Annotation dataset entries

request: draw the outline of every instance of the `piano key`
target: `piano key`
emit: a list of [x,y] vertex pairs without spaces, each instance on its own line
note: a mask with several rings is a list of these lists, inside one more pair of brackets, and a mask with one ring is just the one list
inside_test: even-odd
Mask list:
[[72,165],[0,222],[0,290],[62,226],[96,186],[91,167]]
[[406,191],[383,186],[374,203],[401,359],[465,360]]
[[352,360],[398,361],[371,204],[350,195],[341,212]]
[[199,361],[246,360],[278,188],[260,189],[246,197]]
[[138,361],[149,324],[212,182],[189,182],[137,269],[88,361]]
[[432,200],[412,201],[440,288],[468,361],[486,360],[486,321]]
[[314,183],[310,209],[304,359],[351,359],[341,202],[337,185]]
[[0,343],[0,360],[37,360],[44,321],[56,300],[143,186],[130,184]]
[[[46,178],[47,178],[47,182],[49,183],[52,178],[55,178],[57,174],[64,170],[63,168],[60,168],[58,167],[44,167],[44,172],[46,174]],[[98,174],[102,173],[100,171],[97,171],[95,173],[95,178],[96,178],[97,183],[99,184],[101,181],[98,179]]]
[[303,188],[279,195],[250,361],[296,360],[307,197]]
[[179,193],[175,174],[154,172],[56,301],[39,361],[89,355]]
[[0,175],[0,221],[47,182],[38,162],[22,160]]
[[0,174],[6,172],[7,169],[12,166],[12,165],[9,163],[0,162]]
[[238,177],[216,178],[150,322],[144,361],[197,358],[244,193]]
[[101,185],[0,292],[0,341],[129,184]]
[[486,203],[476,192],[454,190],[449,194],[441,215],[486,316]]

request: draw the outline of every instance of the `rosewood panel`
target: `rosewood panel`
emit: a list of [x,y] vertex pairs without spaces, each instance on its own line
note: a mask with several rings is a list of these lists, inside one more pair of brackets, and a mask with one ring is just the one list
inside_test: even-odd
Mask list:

# DO THIS:
Transcribe the data verbatim, starting at the first line and ending with the line that contains "[[406,191],[383,186],[374,203],[401,359],[465,360]]", both included.

# ANSWER TO THIS EXERCISE:
request: draw the outline of every instance of the `piano key`
target: `piano key`
emit: a list of [x,y] vertex pairs without spaces, each instance on its own line
note: a mask with several rings is a list of these lists, inside one more pair of brackets, and a mask with one ring is just the one list
inside_test: even-odd
Mask list:
[[72,165],[0,222],[0,290],[62,226],[96,186],[91,167]]
[[406,191],[383,186],[374,203],[401,359],[465,360]]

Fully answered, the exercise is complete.